The Internet and The New Digial Warfare

By David Dittman, Wall Street Daily

Literally everything is a weapon in the Digital Age.

Yesterday, we talked about what may be the earliest days of an all-out cyberwar with Russia and Vladimir Putin.
Today, we’re going to talk about some things that may be even more frightening.
During a compelling sit-down with Establishment conversationalist Charlie Rose, former Assistant Attorney General and chief of the U.S. Department of Justice National Security Division John Carlin talked about threats emerging in this new era of constant interconnection.
The internet is a wonderful thing. It could also lead to our doom.
There are nation-states — including Russia, China, North Korea, and Iran — that can and will penetrate government and corporate networks to do us harm.
We’ve already revamped policies and procedures to address these relatively symmetric threats, as Carlin explained with regard to Chinese attempts at economic espionage, the North Koreans’ comical attack on Sony, and Russia’s ongoing effort to muck up the current presidential election.

Motivations here are easy to define and understand, whether it be China’s profit hunger, North Korea’s vengeance for slighting Dear Leader, or Russia’s and Putin’s antipathy toward democracy.
More troubling — and perhaps more dangerous — are the asymmetric threats lying among terrorist groups operating via social media and in the “dark web.”
These malefactors will hack private networks “in order to steal names to create kill lists, which is an actual case,” according to Carlin.

The internet is a wonderful thing. It could also lead to our doom.

Carlin describes what appeared to be a “routine criminal hack” of a company’s network — a run-of-the-mill theft of names and addresses in order to “make a buck” via ransom.
In the case Carlin cites, the hacker stole a relatively small number of names — an amount of information so insignificant that a company would ordinarily not report it.
The hacker demanded a payment of $500 for the names — who happened to be U.S. government and military officials — via Bitcoin. Typically, companies would just pay the money or otherwise handle the problem on their own.
But this company — “a trusted U.S. retail company” — did report this particular hack, which was actually not some low-level shakedown. Behind it was an extremist from Kosovo who had moved to Malaysia and hooked up with British-born Pakistani “black hat hacker” Junaid Hussain.
Hussain was operating out of Syria “at the heart of” the Islamic State of the Levant terrorist organization, better known as ISIL or ISIS. Hussain “culled through that list of names to make a kill list.”
Hussain used Twitter to “publish” that kill list in the United States — basically soliciting adherents/assassins here at home to finish the work.
Despite the fact that its targets were far-flung and moving “at the speed of cyber,” the U.S. government was able to disrupt the plot.
Ardit Ferizi, the Kosovo hacker, was arrested in Malaysia and in June 2016 pleaded guilty in U.S. federal court and faces 25 years in prison.
Junaid Hussain was, says a statement from the U.S. Central Command, “killed in a military strike.”
We’re talking now about the “blended threat,” the overlap of what appears to be criminal activity with a national security situation involving a nation-state or a terrorist operation run by militant groups.
When it comes to cyberwarfare, it’s not always so easy to identify threats. At the same time, Carlin notes that we’re “much better at investigation and attribution than people thought.”
That conclusion is supported by the China economic espionage case, where the government was able to pinpoint a 9-to-5 working schedule (including a lunch break) for the hacker(s). That it was a “day job” provides “a hint as to who’s involved.”

**STORED DATA**

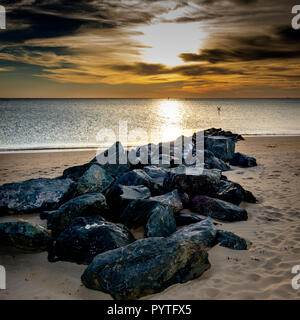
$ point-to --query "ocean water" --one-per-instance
(81, 123)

**DIRECTIVE**
Copy the digital warfare article again from the words "By David Dittman, Wall" through the words "even more frightening.", swapping "Digital Age" for "Information Age".

**RESULT**
By David Dittman, Wall Street Daily

Literally everything is a weapon in the Information Age.

Yesterday, we talked about what may be the earliest days of an all-out cyberwar with Russia and Vladimir Putin.
Today, we’re going to talk about some things that may be even more frightening.